Give every line of the material again, exactly as written.

- _DATA SHOWN_
··········

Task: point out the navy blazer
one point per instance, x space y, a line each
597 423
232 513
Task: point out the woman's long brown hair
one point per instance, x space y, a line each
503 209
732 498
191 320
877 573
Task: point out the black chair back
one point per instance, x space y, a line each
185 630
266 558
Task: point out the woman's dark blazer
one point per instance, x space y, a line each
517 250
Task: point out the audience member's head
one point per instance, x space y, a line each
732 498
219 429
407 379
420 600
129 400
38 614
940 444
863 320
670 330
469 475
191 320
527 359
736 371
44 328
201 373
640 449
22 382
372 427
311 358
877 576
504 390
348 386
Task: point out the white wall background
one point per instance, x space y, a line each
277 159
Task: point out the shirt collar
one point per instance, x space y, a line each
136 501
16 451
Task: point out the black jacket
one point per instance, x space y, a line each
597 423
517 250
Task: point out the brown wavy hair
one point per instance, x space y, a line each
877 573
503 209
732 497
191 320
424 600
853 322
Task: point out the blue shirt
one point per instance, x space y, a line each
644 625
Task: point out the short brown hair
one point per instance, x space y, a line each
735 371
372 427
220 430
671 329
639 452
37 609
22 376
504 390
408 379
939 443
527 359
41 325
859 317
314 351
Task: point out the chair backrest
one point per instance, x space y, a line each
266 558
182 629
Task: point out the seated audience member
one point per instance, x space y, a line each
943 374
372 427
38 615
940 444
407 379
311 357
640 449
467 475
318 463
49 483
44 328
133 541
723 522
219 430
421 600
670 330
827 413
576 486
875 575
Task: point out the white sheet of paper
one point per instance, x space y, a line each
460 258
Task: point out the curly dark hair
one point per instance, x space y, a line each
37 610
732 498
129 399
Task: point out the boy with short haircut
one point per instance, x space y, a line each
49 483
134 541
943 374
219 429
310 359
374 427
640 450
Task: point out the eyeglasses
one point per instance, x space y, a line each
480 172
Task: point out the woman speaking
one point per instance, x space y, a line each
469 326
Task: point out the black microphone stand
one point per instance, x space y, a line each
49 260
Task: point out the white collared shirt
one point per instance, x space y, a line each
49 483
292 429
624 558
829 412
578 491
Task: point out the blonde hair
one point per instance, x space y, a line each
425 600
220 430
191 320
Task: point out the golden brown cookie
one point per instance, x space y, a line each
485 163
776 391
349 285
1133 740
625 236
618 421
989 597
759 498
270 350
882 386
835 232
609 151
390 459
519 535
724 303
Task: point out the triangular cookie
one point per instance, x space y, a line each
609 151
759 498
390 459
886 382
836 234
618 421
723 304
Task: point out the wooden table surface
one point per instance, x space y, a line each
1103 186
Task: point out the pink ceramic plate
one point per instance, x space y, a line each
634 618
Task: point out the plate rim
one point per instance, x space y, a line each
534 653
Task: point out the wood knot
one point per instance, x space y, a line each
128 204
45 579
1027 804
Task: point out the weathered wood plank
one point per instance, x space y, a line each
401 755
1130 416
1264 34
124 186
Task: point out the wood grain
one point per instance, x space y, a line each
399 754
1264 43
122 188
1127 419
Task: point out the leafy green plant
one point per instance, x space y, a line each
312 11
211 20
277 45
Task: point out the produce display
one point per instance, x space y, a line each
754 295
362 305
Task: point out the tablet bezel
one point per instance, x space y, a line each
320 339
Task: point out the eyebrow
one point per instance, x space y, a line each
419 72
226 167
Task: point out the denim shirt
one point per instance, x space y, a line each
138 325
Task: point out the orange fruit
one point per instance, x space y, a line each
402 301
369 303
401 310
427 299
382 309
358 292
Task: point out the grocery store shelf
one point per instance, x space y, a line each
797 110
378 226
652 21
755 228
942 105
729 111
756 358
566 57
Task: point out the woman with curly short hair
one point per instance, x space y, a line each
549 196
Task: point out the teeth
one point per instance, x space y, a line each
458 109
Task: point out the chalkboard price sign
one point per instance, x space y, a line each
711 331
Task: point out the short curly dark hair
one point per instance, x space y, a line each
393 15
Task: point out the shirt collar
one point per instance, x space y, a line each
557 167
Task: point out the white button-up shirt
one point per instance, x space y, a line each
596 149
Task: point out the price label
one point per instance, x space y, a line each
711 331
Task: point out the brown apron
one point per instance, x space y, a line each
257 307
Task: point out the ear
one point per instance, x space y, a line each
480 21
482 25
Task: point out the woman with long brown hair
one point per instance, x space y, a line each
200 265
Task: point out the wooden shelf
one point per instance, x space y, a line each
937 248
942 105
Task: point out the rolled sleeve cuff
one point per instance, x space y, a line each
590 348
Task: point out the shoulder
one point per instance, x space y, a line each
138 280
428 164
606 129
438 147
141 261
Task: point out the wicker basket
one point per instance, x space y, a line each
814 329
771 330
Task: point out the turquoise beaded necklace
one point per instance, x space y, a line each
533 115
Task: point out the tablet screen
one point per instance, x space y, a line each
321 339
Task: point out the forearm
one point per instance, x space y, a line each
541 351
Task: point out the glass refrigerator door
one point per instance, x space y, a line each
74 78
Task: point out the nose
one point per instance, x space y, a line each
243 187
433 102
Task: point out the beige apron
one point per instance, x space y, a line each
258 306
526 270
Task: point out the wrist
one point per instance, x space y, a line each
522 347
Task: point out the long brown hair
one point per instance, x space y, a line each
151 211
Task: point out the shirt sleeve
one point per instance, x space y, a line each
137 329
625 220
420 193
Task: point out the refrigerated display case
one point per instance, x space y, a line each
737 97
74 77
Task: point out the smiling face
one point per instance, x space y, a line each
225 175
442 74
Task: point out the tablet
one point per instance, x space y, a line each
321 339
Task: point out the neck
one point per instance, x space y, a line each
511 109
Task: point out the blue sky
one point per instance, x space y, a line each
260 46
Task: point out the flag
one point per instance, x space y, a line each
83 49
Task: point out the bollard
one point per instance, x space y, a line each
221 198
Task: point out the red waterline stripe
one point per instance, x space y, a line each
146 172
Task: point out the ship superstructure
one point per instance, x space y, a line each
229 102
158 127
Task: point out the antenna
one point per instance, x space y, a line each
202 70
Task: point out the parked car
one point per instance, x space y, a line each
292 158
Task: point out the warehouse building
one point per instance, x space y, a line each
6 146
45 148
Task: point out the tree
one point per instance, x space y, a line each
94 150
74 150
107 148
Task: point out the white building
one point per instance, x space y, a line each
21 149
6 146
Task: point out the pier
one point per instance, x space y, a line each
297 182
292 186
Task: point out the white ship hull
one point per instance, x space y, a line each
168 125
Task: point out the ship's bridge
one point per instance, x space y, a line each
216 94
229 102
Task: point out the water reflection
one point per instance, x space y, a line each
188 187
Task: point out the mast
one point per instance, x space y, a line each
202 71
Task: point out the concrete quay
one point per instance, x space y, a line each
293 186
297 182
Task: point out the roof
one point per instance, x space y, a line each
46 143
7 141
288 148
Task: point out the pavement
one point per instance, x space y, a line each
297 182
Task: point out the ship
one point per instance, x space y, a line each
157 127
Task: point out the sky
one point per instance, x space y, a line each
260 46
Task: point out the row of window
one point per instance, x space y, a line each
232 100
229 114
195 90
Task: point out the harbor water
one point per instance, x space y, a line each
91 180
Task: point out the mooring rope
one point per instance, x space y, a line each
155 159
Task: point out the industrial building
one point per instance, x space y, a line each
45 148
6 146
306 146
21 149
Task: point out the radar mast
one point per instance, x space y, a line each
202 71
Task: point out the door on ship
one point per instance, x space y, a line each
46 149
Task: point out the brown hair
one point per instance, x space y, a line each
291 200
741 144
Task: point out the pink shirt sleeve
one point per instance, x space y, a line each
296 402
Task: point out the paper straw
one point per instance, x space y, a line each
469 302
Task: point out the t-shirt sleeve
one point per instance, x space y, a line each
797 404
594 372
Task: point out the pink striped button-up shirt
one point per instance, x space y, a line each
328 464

··········

- _FULL ANSWER_
Task: point out the navy blazer
one point per instance, x space y, a line each
597 423
232 513
Task: point out the woman's long brown hair
one point per instance, x space y, a line each
503 209
732 498
191 320
877 573
Task: point out the black chair back
one point per instance, x space y, a line each
185 630
266 558
Task: point out the woman's dark blazer
one point per instance, x space y, a line each
517 250
Task: point out the audience member's head
one point per instance, x space y, a line each
732 498
219 429
407 379
420 600
129 400
38 614
940 444
863 320
670 330
469 475
191 320
527 359
736 371
44 328
201 373
640 449
22 382
372 427
311 358
877 576
504 390
348 386
Task: point out the white wall background
one point per instance, x space y, a line each
277 159
Task: point out the shirt collar
one point per instance, x space y, a line each
136 501
16 451
Task: point out the black jacket
one point per instance, x space y, a line each
597 423
517 250
Task: point out the brown wavy hair
one point per instance, x space y, a line each
877 573
503 209
732 497
191 320
424 600
853 322
Task: point out the blue shirt
one point per instance, x space y, a line each
644 625
Task: point out the short brown hair
one point per instance, x space y, a line each
735 371
372 427
220 430
671 329
639 452
37 609
22 376
504 390
408 379
939 443
527 359
41 325
859 317
314 351
Task: point out the chair backrest
one point per instance, x space y, a line each
266 558
182 629
Task: point out the seated audience member
one point per instance, x space y, a line each
943 374
372 427
38 615
940 444
407 379
311 357
640 449
467 475
318 463
49 483
44 328
133 541
723 522
219 430
421 600
670 330
827 413
576 486
875 575
Task: point out the white sheet of paper
one point per instance, x space y, a line each
460 258
Task: point out the curly dark hair
one point per instance, x space y, a line each
37 610
732 498
129 399
Task: point out the boy with short haircut
one point per instance, x space y, a line each
49 483
134 541
943 374
219 429
310 359
374 427
640 450
Task: point out the eyeglasses
one point per instance, x space y, a line each
480 172
Task: point out the woman speaking
one point per instance, x space y, a line each
469 326
Task: point out the black microphone stand
one point per instance, x space y, a line each
49 260
Task: point out the white collared shirt
one point per instance, x space y, a line each
49 483
292 429
624 558
829 412
578 491
Task: point out the blonde hair
one point per instance, x space y, a line each
425 600
220 430
191 320
Task: point out the golden brown cookie
one point per instance, x space y, a line each
485 163
776 391
349 285
1133 740
625 236
618 421
989 597
759 498
270 350
882 386
835 232
609 151
390 459
519 535
724 303
Task: point out the triangular cookie
one point per instance, x space y, a line each
609 151
759 498
390 459
886 382
836 234
618 421
723 304
Task: point out the wooden table surface
one point per instance, x space y, a line each
1103 186
Task: point out the pink ceramic plate
one point per instance, x space y, a line each
634 618
Task: point out the plate rim
one point per instance, x space y, a line each
534 653
Task: point out the wood knot
one point per instance, x space y, a line each
128 204
45 579
1027 804
Task: point out the weathered wood plank
one point per instance, x space y, a line each
401 755
1130 416
1264 34
124 186
Task: point out the wood grain
one point per instance, x space y, a line each
399 754
1264 43
122 188
1127 419
Task: point out the leafy green plant
one point per instance, x space y, a line each
312 11
211 20
277 45
Task: point out the produce display
one point per instance, x space y, a line each
754 295
362 305
Task: point out the tablet bezel
one point per instance, x space y, a line each
320 339
Task: point out the eyebrow
one point per instance, x space y, a line each
419 72
226 167
Task: point out the denim shirt
one point per instance, x space y, a line each
138 325
Task: point out the orange fruit
one point per instance, x space y, a line each
402 301
369 303
401 310
427 299
382 309
358 292
Task: point out the grocery store shelf
one point per instance, x space y, a line each
797 110
378 226
652 21
755 228
942 105
729 111
756 358
566 57
Task: point out the woman with curly short hair
one point per instance, x space y, a line each
549 196
Task: point out the teeth
one point per instance, x space y, a line each
458 109
Task: point out the chalkboard price sign
one point per instance, x space y, a line each
711 331
Task: point out the short curly dark hair
one point per instance, x space y, a line each
393 15
Task: point out the shirt collar
one point per instance, x space y, a line each
557 167
Task: point out the white button-up shirt
one point per instance, x space y, a line each
596 149
Task: point out the price label
one point per instance, x space y, a line each
711 331
Task: point out the brown apron
one point per instance, x space y, a line each
257 307
Task: point out the ear
one point per instance, x space y, a line each
480 21
482 25
Task: point out the woman with long brown hair
one point per instance, x space y, a line each
200 265
Task: point out the wooden shelf
one point per instance, x space y, a line each
937 248
942 105
Task: point out the rolled sleeve cuff
one point per instance, x space y, a line each
590 348
Task: point out the shoulder
one point per instance, x space y, a line each
138 280
428 164
606 129
438 147
141 261
Task: point out the wicker basket
one point per instance, x space y, a line each
814 329
771 330
Task: point out the turquoise beaded necklace
one point per instance, x space y, a line each
533 115
Task: point out the tablet screen
one point per instance, x space y, a line each
321 339
Task: point out the forearm
one point per instance, x space y, a line each
541 351
Task: point out the glass refrigerator door
one point per instance, x space y, a line each
74 78
Task: point out the nose
one point per instance, x space y, a line each
243 187
433 102
Task: point out the beige apron
one point per instance, x space y, a line each
258 306
526 270
Task: point out the wrist
one point per instance, x space y, a line each
522 347
Task: point out the long brown hair
one point per instance, x space y, a line each
151 211
Task: point out the shirt sleeve
one point per instance, x space y, a line each
137 329
625 220
420 193
Task: point out the refrigerated display case
one point per instance, x space y, a line each
737 97
74 77
Task: point out the smiling face
one point per instance, x space y, a line each
225 175
442 74
Task: point out the tablet
one point per instance, x space y, a line each
321 339
Task: point out the neck
one point per instance, x space y, a line each
511 109
Task: point out the blue sky
one point per instance, x space y, a line each
260 46
Task: point out the flag
one point per instance, x space y, a line each
83 49
Task: point out the bollard
one point per instance, x space y, a line each
221 198
Task: point out the red waterline stripe
one point per instance, x space y, a line each
146 172
Task: point out the ship superstructure
one point per instance, x space y, a line each
229 102
158 127
Task: point out the antenna
one point per instance, x space y, a line each
202 70
Task: point out the parked car
one point per instance, x space y, a line each
292 158
Task: point out the warehouse building
one point per instance, x space y, a line each
6 146
45 148
Task: point out the tree
one point per instance, x space y, a line each
94 150
74 150
107 148
Task: point out the white building
one point per instance, x space y, a line each
21 149
6 146
Task: point out the pier
one point per instance, x space y, a line each
297 182
292 186
Task: point out the white ship hull
one point per instance, x space y, a line each
168 125
Task: point out the ship's bridge
one point per instance, x space y, a line each
216 94
229 102
Task: point out the water reflection
one point per instance, x space y, a line each
188 187
Task: point out the mast
one point per instance, x space y, a line each
202 71
Task: point out the concrete quay
one point per instance, x space y, a line each
293 186
297 182
Task: point out the roof
one point per instance, x space y, a line each
46 143
7 141
288 148
Task: point out the pavement
one point per instance, x space y, a line each
297 182
Task: point out the ship
one point per instance, x space y, a line each
157 127
Task: point out the sky
one point per instance, x space y, a line each
260 46
Task: point out the row of window
one point per instance, x space y, a line each
232 100
229 114
195 90
Task: point out the harbor water
one point per instance, x space y, a line each
91 180
Task: point out the mooring rope
one point per instance, x space y, a line each
155 159
Task: point out the industrial building
one point per instance, x space y, a line each
45 148
6 146
306 146
21 149
Task: point out the radar mast
one point per instance, x space y, a line each
202 71
Task: point out the door on ship
one point per instance, x space y, a line each
46 149
Task: point out the brown hair
one point per instance, x space y, a line each
291 200
741 144
Task: point out the pink shirt sleeve
one point per instance, x space y, a line each
296 402
Task: point out the paper straw
one point per instance, x space y, a line each
469 302
Task: point out the t-shirt sleeve
one point per instance, x space y, a line each
797 404
594 372
Task: point out the pink striped button-up shirt
one point per instance, x space y, a line each
328 464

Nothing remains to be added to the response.